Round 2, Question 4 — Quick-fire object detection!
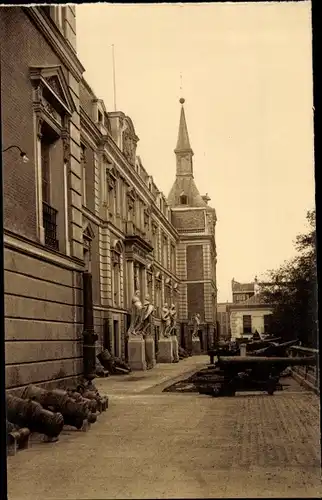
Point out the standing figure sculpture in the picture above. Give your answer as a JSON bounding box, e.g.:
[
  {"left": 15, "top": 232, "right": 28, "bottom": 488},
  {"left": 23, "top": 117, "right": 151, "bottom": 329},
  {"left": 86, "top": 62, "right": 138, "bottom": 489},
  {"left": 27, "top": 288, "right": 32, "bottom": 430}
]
[
  {"left": 127, "top": 290, "right": 143, "bottom": 336},
  {"left": 170, "top": 304, "right": 177, "bottom": 335},
  {"left": 161, "top": 303, "right": 171, "bottom": 337},
  {"left": 141, "top": 295, "right": 154, "bottom": 337},
  {"left": 192, "top": 313, "right": 200, "bottom": 339}
]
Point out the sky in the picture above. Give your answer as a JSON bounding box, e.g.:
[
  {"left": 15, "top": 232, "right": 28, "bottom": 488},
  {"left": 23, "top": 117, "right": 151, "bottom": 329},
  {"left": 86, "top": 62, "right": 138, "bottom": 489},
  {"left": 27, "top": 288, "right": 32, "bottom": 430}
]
[{"left": 76, "top": 1, "right": 315, "bottom": 302}]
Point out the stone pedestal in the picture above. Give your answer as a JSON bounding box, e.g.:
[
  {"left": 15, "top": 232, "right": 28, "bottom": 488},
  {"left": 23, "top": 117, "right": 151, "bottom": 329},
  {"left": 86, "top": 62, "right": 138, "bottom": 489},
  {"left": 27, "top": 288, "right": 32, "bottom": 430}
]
[
  {"left": 145, "top": 337, "right": 156, "bottom": 370},
  {"left": 239, "top": 344, "right": 247, "bottom": 356},
  {"left": 192, "top": 339, "right": 201, "bottom": 355},
  {"left": 128, "top": 336, "right": 146, "bottom": 370},
  {"left": 171, "top": 335, "right": 179, "bottom": 363},
  {"left": 158, "top": 338, "right": 173, "bottom": 363}
]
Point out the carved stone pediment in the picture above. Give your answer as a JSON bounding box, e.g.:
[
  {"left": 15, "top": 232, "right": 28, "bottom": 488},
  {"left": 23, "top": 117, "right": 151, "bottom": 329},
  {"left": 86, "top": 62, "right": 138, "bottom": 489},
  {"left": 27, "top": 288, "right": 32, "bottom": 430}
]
[
  {"left": 122, "top": 117, "right": 139, "bottom": 166},
  {"left": 29, "top": 66, "right": 76, "bottom": 116},
  {"left": 83, "top": 222, "right": 95, "bottom": 241}
]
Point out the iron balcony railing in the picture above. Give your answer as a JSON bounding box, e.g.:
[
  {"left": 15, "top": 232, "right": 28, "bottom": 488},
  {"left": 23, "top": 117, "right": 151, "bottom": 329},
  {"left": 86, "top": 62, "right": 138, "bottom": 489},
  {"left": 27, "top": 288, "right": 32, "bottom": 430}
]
[{"left": 42, "top": 202, "right": 59, "bottom": 250}]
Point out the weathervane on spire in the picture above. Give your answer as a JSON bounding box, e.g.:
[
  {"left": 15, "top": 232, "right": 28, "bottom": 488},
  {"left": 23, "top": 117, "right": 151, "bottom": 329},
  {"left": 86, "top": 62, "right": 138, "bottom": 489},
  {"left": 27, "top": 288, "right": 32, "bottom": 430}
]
[{"left": 179, "top": 73, "right": 185, "bottom": 104}]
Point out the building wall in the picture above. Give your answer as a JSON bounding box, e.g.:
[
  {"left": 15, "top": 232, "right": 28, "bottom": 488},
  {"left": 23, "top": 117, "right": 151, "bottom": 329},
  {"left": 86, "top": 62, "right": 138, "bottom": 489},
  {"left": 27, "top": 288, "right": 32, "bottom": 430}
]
[
  {"left": 0, "top": 7, "right": 83, "bottom": 393},
  {"left": 230, "top": 307, "right": 272, "bottom": 338},
  {"left": 4, "top": 248, "right": 83, "bottom": 389}
]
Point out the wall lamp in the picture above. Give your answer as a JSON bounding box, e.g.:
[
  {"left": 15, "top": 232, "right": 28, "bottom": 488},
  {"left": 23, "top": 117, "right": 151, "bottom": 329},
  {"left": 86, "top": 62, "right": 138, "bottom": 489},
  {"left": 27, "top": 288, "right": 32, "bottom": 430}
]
[{"left": 2, "top": 144, "right": 29, "bottom": 163}]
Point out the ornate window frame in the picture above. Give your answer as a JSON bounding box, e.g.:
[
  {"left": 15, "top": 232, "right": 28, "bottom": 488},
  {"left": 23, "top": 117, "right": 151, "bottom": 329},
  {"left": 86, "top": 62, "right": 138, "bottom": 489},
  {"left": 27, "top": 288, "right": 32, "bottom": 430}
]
[{"left": 29, "top": 66, "right": 76, "bottom": 248}]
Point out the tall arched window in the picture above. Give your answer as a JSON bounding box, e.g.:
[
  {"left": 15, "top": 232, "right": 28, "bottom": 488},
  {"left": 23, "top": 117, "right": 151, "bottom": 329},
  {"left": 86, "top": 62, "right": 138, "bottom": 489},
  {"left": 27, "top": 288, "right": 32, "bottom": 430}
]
[
  {"left": 180, "top": 194, "right": 188, "bottom": 205},
  {"left": 111, "top": 242, "right": 122, "bottom": 307}
]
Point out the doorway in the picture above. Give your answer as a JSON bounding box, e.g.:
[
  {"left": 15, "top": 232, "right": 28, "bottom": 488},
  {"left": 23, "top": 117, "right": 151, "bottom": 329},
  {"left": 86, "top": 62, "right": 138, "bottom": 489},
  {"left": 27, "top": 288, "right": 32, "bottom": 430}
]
[
  {"left": 198, "top": 330, "right": 204, "bottom": 352},
  {"left": 113, "top": 320, "right": 120, "bottom": 358},
  {"left": 103, "top": 319, "right": 112, "bottom": 351}
]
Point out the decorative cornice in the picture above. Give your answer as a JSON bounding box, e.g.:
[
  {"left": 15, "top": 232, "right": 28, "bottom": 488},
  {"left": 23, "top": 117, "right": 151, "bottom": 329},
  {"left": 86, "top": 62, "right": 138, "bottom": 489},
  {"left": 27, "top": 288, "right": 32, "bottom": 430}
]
[{"left": 22, "top": 7, "right": 85, "bottom": 82}]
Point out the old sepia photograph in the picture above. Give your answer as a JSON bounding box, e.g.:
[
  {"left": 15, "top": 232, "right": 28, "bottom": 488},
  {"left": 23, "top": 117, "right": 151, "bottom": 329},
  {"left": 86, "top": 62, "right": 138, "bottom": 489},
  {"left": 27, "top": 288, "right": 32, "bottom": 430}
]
[{"left": 0, "top": 0, "right": 322, "bottom": 500}]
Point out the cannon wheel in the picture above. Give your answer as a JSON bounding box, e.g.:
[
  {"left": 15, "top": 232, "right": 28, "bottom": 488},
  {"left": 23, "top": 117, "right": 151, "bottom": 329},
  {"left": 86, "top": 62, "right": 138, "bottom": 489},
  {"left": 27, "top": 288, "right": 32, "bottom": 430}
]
[{"left": 266, "top": 378, "right": 277, "bottom": 396}]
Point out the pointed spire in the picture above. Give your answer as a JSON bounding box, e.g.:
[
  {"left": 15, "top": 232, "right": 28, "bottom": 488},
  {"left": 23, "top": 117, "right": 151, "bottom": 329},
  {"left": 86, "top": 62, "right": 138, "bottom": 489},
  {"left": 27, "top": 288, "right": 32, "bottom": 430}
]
[{"left": 175, "top": 98, "right": 192, "bottom": 153}]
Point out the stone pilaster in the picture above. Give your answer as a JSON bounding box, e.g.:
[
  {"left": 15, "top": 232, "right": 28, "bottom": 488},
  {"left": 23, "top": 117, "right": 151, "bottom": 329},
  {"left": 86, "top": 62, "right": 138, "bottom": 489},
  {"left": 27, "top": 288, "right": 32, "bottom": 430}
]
[
  {"left": 68, "top": 73, "right": 83, "bottom": 259},
  {"left": 98, "top": 227, "right": 112, "bottom": 307}
]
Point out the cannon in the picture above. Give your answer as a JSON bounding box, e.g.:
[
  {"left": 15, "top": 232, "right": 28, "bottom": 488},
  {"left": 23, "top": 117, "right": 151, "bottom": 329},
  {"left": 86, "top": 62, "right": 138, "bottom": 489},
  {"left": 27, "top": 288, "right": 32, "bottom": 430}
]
[
  {"left": 178, "top": 346, "right": 189, "bottom": 359},
  {"left": 6, "top": 394, "right": 64, "bottom": 439},
  {"left": 249, "top": 340, "right": 298, "bottom": 357},
  {"left": 190, "top": 356, "right": 316, "bottom": 396},
  {"left": 246, "top": 337, "right": 281, "bottom": 354},
  {"left": 208, "top": 343, "right": 240, "bottom": 365},
  {"left": 6, "top": 420, "right": 30, "bottom": 455},
  {"left": 22, "top": 385, "right": 96, "bottom": 429},
  {"left": 97, "top": 349, "right": 131, "bottom": 375},
  {"left": 77, "top": 381, "right": 108, "bottom": 413}
]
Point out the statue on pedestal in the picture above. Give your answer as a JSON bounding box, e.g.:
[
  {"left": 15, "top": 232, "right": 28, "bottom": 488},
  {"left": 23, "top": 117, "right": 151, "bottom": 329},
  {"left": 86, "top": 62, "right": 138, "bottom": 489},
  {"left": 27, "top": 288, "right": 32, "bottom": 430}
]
[
  {"left": 192, "top": 313, "right": 200, "bottom": 340},
  {"left": 161, "top": 303, "right": 171, "bottom": 338},
  {"left": 127, "top": 290, "right": 143, "bottom": 336},
  {"left": 137, "top": 295, "right": 154, "bottom": 337},
  {"left": 170, "top": 304, "right": 177, "bottom": 335}
]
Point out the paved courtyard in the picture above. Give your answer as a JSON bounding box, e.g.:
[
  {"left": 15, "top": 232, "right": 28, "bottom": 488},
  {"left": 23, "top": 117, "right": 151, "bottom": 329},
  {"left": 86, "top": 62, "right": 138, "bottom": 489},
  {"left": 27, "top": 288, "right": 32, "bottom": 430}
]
[{"left": 8, "top": 356, "right": 322, "bottom": 500}]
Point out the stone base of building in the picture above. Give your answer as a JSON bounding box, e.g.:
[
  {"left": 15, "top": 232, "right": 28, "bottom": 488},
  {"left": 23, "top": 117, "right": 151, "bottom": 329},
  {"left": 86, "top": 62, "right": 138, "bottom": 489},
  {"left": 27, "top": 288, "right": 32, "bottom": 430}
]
[
  {"left": 145, "top": 337, "right": 156, "bottom": 370},
  {"left": 171, "top": 335, "right": 179, "bottom": 363},
  {"left": 158, "top": 338, "right": 173, "bottom": 363},
  {"left": 128, "top": 337, "right": 146, "bottom": 371},
  {"left": 239, "top": 344, "right": 247, "bottom": 356},
  {"left": 192, "top": 339, "right": 201, "bottom": 355}
]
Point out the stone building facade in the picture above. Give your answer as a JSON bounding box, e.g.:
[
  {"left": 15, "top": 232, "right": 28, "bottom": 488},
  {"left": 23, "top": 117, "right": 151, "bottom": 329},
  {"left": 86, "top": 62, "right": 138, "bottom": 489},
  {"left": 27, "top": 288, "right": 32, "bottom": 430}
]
[
  {"left": 0, "top": 5, "right": 216, "bottom": 391},
  {"left": 228, "top": 277, "right": 272, "bottom": 340}
]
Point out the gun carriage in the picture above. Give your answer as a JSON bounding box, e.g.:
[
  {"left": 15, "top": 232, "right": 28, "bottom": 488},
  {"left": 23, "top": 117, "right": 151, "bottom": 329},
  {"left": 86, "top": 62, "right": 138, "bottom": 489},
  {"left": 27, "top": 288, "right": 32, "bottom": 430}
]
[{"left": 190, "top": 355, "right": 316, "bottom": 396}]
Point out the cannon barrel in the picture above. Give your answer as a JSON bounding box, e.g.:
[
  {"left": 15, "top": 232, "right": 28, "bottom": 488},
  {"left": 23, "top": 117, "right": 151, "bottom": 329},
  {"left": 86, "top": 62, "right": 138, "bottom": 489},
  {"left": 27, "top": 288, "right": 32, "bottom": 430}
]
[
  {"left": 6, "top": 394, "right": 64, "bottom": 438},
  {"left": 77, "top": 382, "right": 108, "bottom": 412},
  {"left": 22, "top": 385, "right": 90, "bottom": 429},
  {"left": 96, "top": 349, "right": 131, "bottom": 373},
  {"left": 216, "top": 356, "right": 317, "bottom": 371},
  {"left": 250, "top": 340, "right": 298, "bottom": 356},
  {"left": 246, "top": 337, "right": 281, "bottom": 352}
]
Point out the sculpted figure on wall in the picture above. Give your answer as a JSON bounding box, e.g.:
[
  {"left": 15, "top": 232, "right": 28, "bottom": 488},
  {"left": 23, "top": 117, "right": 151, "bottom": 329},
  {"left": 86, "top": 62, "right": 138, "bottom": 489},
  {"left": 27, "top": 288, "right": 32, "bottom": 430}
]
[
  {"left": 170, "top": 304, "right": 177, "bottom": 335},
  {"left": 161, "top": 303, "right": 171, "bottom": 337},
  {"left": 192, "top": 313, "right": 200, "bottom": 339},
  {"left": 123, "top": 129, "right": 135, "bottom": 164},
  {"left": 138, "top": 295, "right": 154, "bottom": 337},
  {"left": 127, "top": 290, "right": 143, "bottom": 335}
]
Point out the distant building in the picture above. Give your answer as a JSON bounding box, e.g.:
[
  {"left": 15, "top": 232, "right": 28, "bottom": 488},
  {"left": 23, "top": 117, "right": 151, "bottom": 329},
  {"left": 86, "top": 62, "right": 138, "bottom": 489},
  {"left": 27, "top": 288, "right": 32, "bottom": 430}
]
[
  {"left": 168, "top": 99, "right": 217, "bottom": 350},
  {"left": 231, "top": 278, "right": 256, "bottom": 304},
  {"left": 229, "top": 278, "right": 272, "bottom": 340},
  {"left": 217, "top": 302, "right": 232, "bottom": 340}
]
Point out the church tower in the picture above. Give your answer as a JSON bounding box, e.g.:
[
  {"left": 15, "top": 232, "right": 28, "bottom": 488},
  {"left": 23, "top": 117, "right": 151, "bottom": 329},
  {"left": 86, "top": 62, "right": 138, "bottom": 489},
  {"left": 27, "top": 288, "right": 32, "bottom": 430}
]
[{"left": 168, "top": 99, "right": 217, "bottom": 350}]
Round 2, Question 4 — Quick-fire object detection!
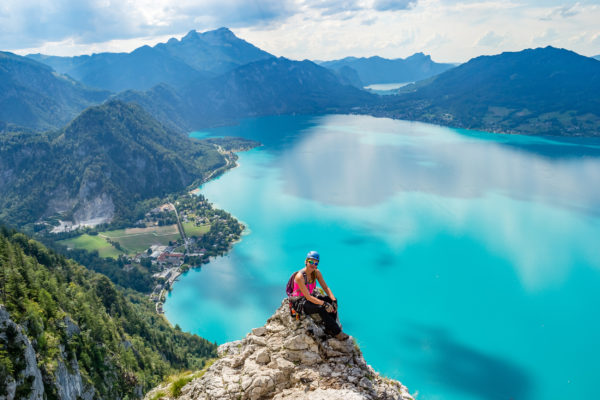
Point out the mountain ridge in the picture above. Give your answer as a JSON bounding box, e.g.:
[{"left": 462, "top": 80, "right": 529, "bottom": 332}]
[
  {"left": 0, "top": 101, "right": 226, "bottom": 225},
  {"left": 370, "top": 46, "right": 600, "bottom": 136},
  {"left": 0, "top": 52, "right": 109, "bottom": 131},
  {"left": 145, "top": 298, "right": 414, "bottom": 400},
  {"left": 319, "top": 52, "right": 455, "bottom": 85},
  {"left": 117, "top": 57, "right": 377, "bottom": 131},
  {"left": 27, "top": 28, "right": 272, "bottom": 92}
]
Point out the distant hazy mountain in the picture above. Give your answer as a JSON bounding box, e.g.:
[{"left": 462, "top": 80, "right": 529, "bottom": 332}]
[
  {"left": 375, "top": 47, "right": 600, "bottom": 136},
  {"left": 118, "top": 58, "right": 377, "bottom": 130},
  {"left": 28, "top": 28, "right": 272, "bottom": 92},
  {"left": 154, "top": 28, "right": 273, "bottom": 75},
  {"left": 28, "top": 46, "right": 206, "bottom": 92},
  {"left": 0, "top": 52, "right": 109, "bottom": 130},
  {"left": 0, "top": 101, "right": 225, "bottom": 227},
  {"left": 320, "top": 53, "right": 455, "bottom": 85}
]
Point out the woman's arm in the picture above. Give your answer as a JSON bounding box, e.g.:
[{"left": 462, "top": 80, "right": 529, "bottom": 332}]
[
  {"left": 294, "top": 272, "right": 325, "bottom": 306},
  {"left": 317, "top": 270, "right": 336, "bottom": 301}
]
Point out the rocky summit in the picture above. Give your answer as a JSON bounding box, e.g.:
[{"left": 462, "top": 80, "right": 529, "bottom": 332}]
[{"left": 146, "top": 299, "right": 413, "bottom": 400}]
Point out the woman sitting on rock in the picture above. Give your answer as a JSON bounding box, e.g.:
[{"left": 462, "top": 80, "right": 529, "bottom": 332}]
[{"left": 291, "top": 251, "right": 348, "bottom": 340}]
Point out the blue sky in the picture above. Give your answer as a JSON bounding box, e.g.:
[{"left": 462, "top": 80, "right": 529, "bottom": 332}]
[{"left": 0, "top": 0, "right": 600, "bottom": 62}]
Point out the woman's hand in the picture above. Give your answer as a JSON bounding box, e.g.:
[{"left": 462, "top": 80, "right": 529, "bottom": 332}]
[{"left": 323, "top": 302, "right": 335, "bottom": 313}]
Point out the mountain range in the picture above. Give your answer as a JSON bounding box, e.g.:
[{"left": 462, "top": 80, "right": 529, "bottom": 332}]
[
  {"left": 0, "top": 101, "right": 226, "bottom": 225},
  {"left": 0, "top": 52, "right": 109, "bottom": 131},
  {"left": 117, "top": 57, "right": 378, "bottom": 131},
  {"left": 27, "top": 28, "right": 273, "bottom": 92},
  {"left": 319, "top": 53, "right": 455, "bottom": 86},
  {"left": 368, "top": 46, "right": 600, "bottom": 136}
]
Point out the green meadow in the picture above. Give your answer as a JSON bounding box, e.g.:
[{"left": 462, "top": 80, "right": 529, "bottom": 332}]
[
  {"left": 183, "top": 222, "right": 210, "bottom": 237},
  {"left": 59, "top": 234, "right": 124, "bottom": 258}
]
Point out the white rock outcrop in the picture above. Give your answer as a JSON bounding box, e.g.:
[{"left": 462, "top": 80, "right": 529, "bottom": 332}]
[{"left": 146, "top": 299, "right": 413, "bottom": 400}]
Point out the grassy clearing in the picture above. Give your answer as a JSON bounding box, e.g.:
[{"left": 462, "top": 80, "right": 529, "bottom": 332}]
[
  {"left": 183, "top": 222, "right": 210, "bottom": 237},
  {"left": 59, "top": 234, "right": 124, "bottom": 258},
  {"left": 100, "top": 225, "right": 181, "bottom": 254}
]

▸ **Exercise goal**
Using the material above, reproduce exactly the line that contains "Point out the woman's hand" and all lines after it through the last one, and only those.

▸ **Solution to this task**
Point out the woman's hand in the picture above. Give your answer as a JSON bounding box, e.g.:
[{"left": 462, "top": 80, "right": 529, "bottom": 332}]
[{"left": 323, "top": 302, "right": 335, "bottom": 313}]
Point out the mountain range in the picture above. Give your answer as a JSON bounding box, e.g.:
[{"left": 462, "top": 80, "right": 529, "bottom": 332}]
[
  {"left": 0, "top": 101, "right": 226, "bottom": 225},
  {"left": 0, "top": 52, "right": 109, "bottom": 131},
  {"left": 117, "top": 57, "right": 378, "bottom": 131},
  {"left": 27, "top": 28, "right": 273, "bottom": 92},
  {"left": 319, "top": 53, "right": 455, "bottom": 86},
  {"left": 368, "top": 46, "right": 600, "bottom": 136}
]
Point out the green meadow in the picture above. Give your answer as a JSON bounding box, e.g.:
[{"left": 462, "top": 80, "right": 529, "bottom": 332}]
[
  {"left": 183, "top": 222, "right": 210, "bottom": 237},
  {"left": 59, "top": 234, "right": 124, "bottom": 258}
]
Point out the white rock outcrop in the picture above. Give your answer as a JSON bounding box, e.g.:
[{"left": 462, "top": 80, "right": 529, "bottom": 332}]
[{"left": 146, "top": 299, "right": 413, "bottom": 400}]
Point out the grassy clearing in the picture above. Give your answer as a JSON bounding box, e.g.:
[{"left": 462, "top": 80, "right": 529, "bottom": 332}]
[
  {"left": 183, "top": 222, "right": 210, "bottom": 237},
  {"left": 59, "top": 234, "right": 124, "bottom": 258},
  {"left": 100, "top": 225, "right": 181, "bottom": 254}
]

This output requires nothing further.